## START INPUT RECORDS

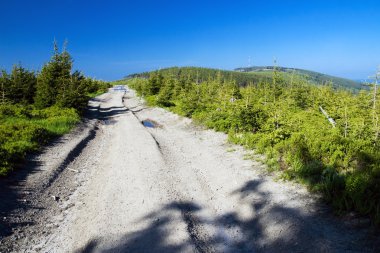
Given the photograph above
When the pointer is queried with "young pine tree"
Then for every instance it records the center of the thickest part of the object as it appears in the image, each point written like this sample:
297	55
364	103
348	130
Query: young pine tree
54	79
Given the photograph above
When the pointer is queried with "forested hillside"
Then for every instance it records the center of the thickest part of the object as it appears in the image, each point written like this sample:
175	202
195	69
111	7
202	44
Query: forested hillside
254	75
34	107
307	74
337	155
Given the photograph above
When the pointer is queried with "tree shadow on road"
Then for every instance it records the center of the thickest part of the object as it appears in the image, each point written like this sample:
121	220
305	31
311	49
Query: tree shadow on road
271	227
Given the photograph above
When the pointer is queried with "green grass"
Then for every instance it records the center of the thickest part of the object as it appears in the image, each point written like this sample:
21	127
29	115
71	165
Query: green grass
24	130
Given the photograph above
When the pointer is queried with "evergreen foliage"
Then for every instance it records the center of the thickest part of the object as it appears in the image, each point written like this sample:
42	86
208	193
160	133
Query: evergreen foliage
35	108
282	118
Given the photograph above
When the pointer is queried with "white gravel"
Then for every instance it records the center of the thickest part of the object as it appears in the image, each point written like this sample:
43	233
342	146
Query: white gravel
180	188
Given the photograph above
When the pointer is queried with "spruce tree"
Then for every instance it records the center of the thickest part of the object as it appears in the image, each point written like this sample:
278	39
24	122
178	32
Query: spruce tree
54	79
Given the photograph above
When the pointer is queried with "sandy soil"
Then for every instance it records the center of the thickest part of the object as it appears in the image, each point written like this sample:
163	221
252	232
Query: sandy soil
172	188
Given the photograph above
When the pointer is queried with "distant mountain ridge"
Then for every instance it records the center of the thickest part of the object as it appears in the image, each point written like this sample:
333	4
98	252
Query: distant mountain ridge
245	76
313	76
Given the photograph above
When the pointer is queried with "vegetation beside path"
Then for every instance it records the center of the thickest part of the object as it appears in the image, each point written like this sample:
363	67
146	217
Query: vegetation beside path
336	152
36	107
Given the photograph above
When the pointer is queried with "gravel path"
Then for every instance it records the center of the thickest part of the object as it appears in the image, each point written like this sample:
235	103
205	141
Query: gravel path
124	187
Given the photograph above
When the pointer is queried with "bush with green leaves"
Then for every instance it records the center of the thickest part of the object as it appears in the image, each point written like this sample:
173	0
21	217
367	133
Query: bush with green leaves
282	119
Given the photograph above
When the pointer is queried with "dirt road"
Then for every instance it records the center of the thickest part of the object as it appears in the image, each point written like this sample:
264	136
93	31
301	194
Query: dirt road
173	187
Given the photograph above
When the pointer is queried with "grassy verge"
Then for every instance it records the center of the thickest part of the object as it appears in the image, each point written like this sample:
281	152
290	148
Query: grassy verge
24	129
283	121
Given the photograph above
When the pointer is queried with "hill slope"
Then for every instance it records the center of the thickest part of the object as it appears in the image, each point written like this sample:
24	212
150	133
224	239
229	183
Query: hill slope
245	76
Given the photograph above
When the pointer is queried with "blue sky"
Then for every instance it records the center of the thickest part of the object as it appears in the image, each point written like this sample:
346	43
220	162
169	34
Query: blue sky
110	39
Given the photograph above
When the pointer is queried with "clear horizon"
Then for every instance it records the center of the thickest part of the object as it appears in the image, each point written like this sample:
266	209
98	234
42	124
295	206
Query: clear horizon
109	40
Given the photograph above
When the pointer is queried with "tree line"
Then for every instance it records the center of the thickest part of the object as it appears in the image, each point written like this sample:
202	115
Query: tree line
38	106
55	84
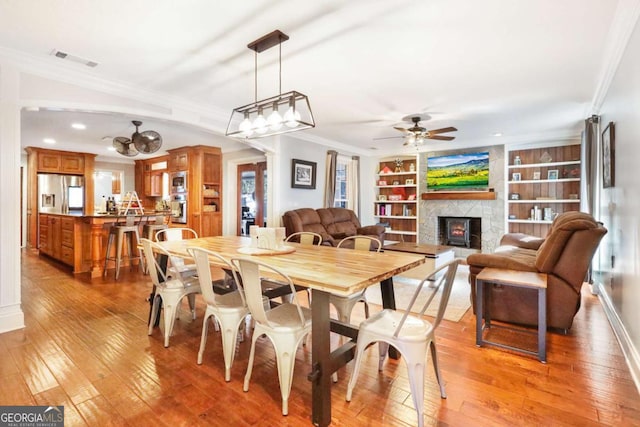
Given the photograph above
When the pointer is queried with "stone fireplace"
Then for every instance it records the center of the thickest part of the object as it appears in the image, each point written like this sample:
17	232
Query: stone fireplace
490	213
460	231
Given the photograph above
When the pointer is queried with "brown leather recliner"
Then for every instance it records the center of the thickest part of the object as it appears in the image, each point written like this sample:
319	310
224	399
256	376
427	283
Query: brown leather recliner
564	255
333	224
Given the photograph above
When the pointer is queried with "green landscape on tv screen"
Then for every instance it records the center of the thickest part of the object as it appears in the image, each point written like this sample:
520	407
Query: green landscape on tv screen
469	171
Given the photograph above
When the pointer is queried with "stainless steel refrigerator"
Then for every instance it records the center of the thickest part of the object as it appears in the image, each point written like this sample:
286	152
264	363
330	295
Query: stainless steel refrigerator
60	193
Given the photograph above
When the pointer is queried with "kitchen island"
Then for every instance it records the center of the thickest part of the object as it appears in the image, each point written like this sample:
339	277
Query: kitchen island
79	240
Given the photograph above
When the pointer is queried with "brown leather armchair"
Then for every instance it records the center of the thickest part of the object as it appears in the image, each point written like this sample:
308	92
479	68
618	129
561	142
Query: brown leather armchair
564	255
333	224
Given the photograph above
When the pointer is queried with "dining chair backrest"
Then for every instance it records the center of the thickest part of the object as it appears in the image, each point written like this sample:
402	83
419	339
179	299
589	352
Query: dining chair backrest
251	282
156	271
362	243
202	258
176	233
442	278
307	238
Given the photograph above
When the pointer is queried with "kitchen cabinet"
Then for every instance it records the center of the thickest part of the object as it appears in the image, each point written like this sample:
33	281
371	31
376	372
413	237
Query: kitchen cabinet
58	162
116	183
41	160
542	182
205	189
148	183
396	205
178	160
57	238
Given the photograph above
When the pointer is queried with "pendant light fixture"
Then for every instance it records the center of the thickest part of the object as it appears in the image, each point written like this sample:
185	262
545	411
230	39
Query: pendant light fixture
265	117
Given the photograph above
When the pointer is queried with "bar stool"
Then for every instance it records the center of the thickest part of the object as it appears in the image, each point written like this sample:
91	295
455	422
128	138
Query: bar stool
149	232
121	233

## END INPUT RECORDS
## START INPUT RECORDS

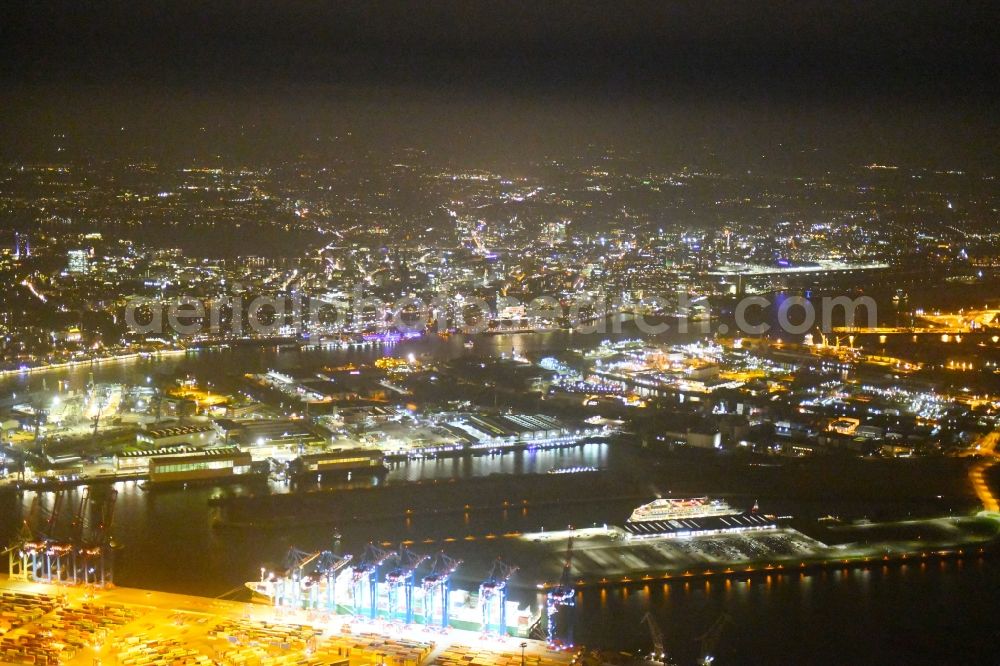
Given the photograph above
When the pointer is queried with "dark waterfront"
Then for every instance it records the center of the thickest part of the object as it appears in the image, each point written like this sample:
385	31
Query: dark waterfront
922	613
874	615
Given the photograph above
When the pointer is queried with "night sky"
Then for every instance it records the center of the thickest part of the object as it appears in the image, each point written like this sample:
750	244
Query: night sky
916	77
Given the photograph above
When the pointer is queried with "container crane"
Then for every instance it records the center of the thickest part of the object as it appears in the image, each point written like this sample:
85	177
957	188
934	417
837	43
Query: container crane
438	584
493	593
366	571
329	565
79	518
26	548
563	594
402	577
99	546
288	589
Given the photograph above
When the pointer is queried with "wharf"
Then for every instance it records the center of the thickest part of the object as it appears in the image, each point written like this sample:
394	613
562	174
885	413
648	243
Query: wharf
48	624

## END INPUT RECORDS

◆ WHAT THE TASK REQUIRES: List each line of the data above that contains the word "dark".

◆ WRITTEN SOLUTION:
When the pointer is queried with "dark waterfront"
Query: dark waterfront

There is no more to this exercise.